• Raw data:
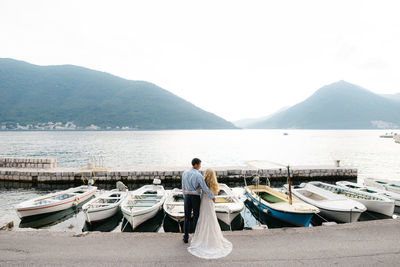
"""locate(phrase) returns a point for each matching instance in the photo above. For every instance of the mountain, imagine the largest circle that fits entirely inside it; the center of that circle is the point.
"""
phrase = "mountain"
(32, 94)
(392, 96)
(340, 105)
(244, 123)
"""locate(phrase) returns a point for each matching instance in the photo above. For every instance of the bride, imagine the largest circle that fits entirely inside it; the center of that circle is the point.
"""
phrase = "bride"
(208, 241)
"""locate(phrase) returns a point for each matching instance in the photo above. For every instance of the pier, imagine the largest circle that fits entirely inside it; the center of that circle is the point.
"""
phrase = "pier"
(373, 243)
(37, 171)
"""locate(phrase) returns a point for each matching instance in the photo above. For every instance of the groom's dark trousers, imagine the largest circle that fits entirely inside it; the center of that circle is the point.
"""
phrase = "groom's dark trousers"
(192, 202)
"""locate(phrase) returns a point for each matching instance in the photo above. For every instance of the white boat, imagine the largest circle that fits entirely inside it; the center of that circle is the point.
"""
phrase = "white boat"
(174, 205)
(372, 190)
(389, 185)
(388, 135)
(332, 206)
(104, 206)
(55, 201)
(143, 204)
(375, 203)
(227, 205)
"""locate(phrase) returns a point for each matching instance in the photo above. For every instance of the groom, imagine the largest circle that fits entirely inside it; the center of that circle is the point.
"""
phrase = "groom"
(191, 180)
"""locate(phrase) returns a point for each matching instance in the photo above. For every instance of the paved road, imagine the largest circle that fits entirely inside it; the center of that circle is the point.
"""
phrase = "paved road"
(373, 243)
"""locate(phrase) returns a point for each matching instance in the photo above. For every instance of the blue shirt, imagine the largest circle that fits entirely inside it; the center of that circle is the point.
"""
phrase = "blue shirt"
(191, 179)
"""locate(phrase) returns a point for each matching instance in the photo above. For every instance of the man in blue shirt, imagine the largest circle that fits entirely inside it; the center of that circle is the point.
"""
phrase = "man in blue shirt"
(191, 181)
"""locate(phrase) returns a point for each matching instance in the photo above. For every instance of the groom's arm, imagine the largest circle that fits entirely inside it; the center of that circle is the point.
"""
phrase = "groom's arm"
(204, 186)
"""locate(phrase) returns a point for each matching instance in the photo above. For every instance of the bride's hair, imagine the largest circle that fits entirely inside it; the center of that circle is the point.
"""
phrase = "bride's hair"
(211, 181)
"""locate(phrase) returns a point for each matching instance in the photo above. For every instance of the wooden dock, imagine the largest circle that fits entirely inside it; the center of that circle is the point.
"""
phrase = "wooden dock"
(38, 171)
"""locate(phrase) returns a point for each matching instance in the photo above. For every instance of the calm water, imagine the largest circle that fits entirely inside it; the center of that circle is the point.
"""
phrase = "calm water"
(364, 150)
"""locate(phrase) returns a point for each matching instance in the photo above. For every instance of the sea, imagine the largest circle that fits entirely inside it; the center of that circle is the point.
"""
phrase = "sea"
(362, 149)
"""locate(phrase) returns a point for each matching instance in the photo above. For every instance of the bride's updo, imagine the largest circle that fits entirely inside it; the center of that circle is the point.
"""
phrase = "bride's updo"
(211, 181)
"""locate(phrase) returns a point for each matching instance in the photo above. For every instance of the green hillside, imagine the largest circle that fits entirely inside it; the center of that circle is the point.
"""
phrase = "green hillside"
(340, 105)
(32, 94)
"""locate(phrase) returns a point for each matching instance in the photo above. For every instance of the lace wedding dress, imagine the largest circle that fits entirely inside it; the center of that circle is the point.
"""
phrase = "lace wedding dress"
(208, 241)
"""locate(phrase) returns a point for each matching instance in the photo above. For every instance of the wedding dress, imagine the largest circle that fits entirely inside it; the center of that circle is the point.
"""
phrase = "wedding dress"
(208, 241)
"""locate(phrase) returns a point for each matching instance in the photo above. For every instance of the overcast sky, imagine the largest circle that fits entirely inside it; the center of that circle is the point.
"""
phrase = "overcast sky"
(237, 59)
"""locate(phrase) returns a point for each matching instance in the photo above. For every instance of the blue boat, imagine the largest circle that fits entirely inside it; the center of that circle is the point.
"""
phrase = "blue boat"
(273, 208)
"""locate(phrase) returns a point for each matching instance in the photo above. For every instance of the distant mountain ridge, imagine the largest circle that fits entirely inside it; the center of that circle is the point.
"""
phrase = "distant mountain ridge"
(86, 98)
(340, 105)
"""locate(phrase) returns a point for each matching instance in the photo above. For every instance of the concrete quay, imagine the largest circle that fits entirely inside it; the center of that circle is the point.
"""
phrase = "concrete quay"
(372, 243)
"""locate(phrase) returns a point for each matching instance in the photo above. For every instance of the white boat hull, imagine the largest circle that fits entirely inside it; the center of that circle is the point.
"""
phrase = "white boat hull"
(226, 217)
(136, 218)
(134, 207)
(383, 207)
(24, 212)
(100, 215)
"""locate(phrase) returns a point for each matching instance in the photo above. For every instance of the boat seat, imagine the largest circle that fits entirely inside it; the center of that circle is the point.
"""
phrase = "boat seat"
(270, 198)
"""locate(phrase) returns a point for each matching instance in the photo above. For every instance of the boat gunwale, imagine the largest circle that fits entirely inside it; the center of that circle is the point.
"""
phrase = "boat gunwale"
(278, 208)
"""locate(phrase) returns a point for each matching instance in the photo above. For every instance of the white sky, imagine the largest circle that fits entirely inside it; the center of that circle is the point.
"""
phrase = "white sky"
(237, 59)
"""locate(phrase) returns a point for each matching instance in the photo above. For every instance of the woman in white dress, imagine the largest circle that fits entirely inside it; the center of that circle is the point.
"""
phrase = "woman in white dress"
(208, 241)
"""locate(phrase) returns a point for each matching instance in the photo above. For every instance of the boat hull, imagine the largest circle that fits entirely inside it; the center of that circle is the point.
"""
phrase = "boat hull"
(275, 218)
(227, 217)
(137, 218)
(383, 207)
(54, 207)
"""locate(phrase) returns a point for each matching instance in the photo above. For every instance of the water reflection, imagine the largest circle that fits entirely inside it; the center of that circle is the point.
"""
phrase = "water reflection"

• Task details:
Reproduce all entries without any change, and omit the pictures.

• Problem solution:
"""locate(phrase) returns a point for each matching instance in the photo above. For every instance of the mountain, imagine the largest circle that fits entirely inside it; the center of that circle is the point.
"""
phrase = "mountain"
(32, 94)
(392, 96)
(340, 105)
(244, 123)
"""locate(phrase) returns a point for each matching instance in the photo above. For every instance of the bride, imagine the largest circle that fits entirely inside it; the center of that circle is the point.
"""
phrase = "bride"
(208, 241)
"""locate(phrase) returns a point for each matching instance in the photo above. For every instance of the pier, imagine the largest circle that fits entirely inside it; the center of that circle is the point.
"""
phrase = "pier"
(373, 243)
(37, 171)
"""locate(phrase) returns a point for each matching instance in the photo above. For every instance of the groom's dark trousers, imagine the largest circle that fits entirely inside it; the center of that circle is the point.
"""
phrase = "groom's dark trousers"
(192, 202)
"""locate(phrase) returns a point for each matching instance in the photo above. For every instance of the white boat, imagine the largest circle that fits entirely inside it; the center of that circle is the point.
"""
phrase = "white boat"
(174, 205)
(372, 190)
(389, 185)
(388, 135)
(332, 206)
(104, 206)
(55, 201)
(143, 204)
(375, 203)
(227, 205)
"""locate(phrase) returns a point for each matching instance in the photo above. For every instance of the groom, imagine the largest circle that fits entirely inside it; the center of that circle is the point.
"""
phrase = "groom"
(191, 180)
"""locate(phrase) returns a point for each matching instance in the photo above. For every instance of the paved road, imagine the largest circle that fits entirely inside it; the center of that circle is the point.
"""
phrase = "paved road"
(373, 243)
"""locate(phrase) returns a point for each matching instance in the photo above. For every instance of the blue shirt, imagine the largest circle that fits entirely inside it; the center of that circle is the point.
"""
phrase = "blue shirt"
(191, 179)
"""locate(phrase) returns a point for each matching instance in the photo above. For every instance of the man in blue shirt, imagine the largest circle that fits entirely inside it; the center of that circle is the point.
"""
phrase = "man in blue shirt"
(191, 181)
"""locate(phrase) returns a point for each matching instance in the photo above. For every instance of the groom's arm, imagine the largest circle that fits entirely inside it; the center of that circle is the point.
"""
phrase = "groom's arm"
(204, 186)
"""locate(phrase) returns a point for each matching instance in the photo above. For every instance of the bride's hair, imagine the largest circle that fits entirely inside it; the center of that circle is the point.
"""
phrase = "bride's hair"
(211, 181)
"""locate(phrase) returns a point for each matching instance in the photo above. For every instance of the wooden dock, imagine the largest circle that fits entirely inside it; the center of that circle is the point.
"""
phrase = "wooden dock"
(38, 171)
"""locate(phrase) returns a point for each matching instance in the photo above. For every instance of the calm water, imagine the largest circle that fits entirely inside it; the center of that circle is the point.
"""
phrase = "calm water"
(364, 150)
"""locate(phrase) returns a point for each matching instance in the photo above. For every instance of the sea, imagine the largest circle that fits entirely inside it; the center of that circle is the point.
"""
phrase = "sea"
(362, 149)
"""locate(phrase) returns a point for each matching instance in the photo above. For every instance of the bride's updo, imagine the largest circle that fits entirely inside it; the center of that circle is the point.
"""
phrase = "bride's updo"
(211, 181)
"""locate(phrase) returns a point for each matching instance in the photo above. For every instance of the green hillside, imagine the largest circle that fits entirely inside it; the center of that circle is the point.
"""
phrase = "green hillside"
(340, 105)
(32, 94)
"""locate(phrase) returns a point for each matching instance in the photo above. For every instance of the lace wedding dress, imagine the largest circle that fits entirely inside it; the center of that circle is the point.
"""
phrase = "lace wedding dress"
(208, 241)
"""locate(phrase) returns a point for each matching instance in the photo above. For every instance of the wedding dress, imagine the largest circle that fits entirely inside it; the center of that circle is the point.
"""
phrase = "wedding dress"
(208, 241)
"""locate(phrase) returns a point for each matching instance in the photo above. For every instance of the overcast sky, imagine the largest circle that fits entirely inside it; the center of that circle is the point.
"""
phrase = "overcast sky"
(237, 59)
"""locate(phrase) returns a point for each matching instance in the photo above. For every instance of the blue boat, imagine the largest circle that fits entirely inside it; the center of that circle is the point.
"""
phrase = "blue boat"
(273, 208)
"""locate(phrase) returns a point for each matching instance in the photo above. For every instance of the distant mountain ridge, imagine the largest circle that fits entirely inside it; the center of that circle is the point.
"""
phrase = "distant mountain ridge"
(86, 98)
(340, 105)
"""locate(phrase) returns a point for each matching instance in the photo above. For every instance of the concrete quay, imagine the largest circle that fits entirely inside it; the center of that circle is the point.
"""
phrase = "concrete quay"
(372, 243)
"""locate(phrase) returns a point for each matching instance in the photo above. For every instance of the white boat hull, imagine the largest circle that fits entirely inside it; the center of that circle is the point.
"""
phrase = "white boat hull"
(226, 217)
(136, 218)
(134, 207)
(383, 207)
(24, 212)
(100, 215)
"""locate(phrase) returns a point for each matching instance in the photo above. For every instance of the boat seat, imagine the largest circle that fits entirely inside it; the center of that circle is the point.
"""
phrase = "boat seat"
(270, 198)
"""locate(phrase) returns a point for each matching instance in the photo above. For every instance of the boat gunwale, imagine the largest circle that fits entirely inside it; the center of that circle is the point.
"""
phrase = "boat gunwale"
(278, 208)
"""locate(phrase) returns a point for each matching instance in the photo above. For every instance of the white sky, imagine the largest circle that fits entirely inside it; the center of that circle is the point.
"""
phrase = "white sky"
(237, 59)
"""locate(phrase) returns a point for each matching instance in the photo above. For every instance of the woman in white dress, imagine the largest circle that fits entirely inside it; the center of that circle is the point.
"""
phrase = "woman in white dress"
(208, 241)
"""locate(phrase) returns a point for each matching instance in the photo above. For every instance of the boat hull, imagine the largest circle that fits entirely inside it; the center of that circle is the point.
"""
phrase = "boat hull"
(275, 218)
(227, 217)
(137, 218)
(383, 207)
(54, 207)
"""locate(phrase) returns a point for each matching instance in the photo above. For every instance of the water reflection, imagine the largest circle that fits entirely inside it; the center of that circle is the point.
"""
phrase = "water reflection"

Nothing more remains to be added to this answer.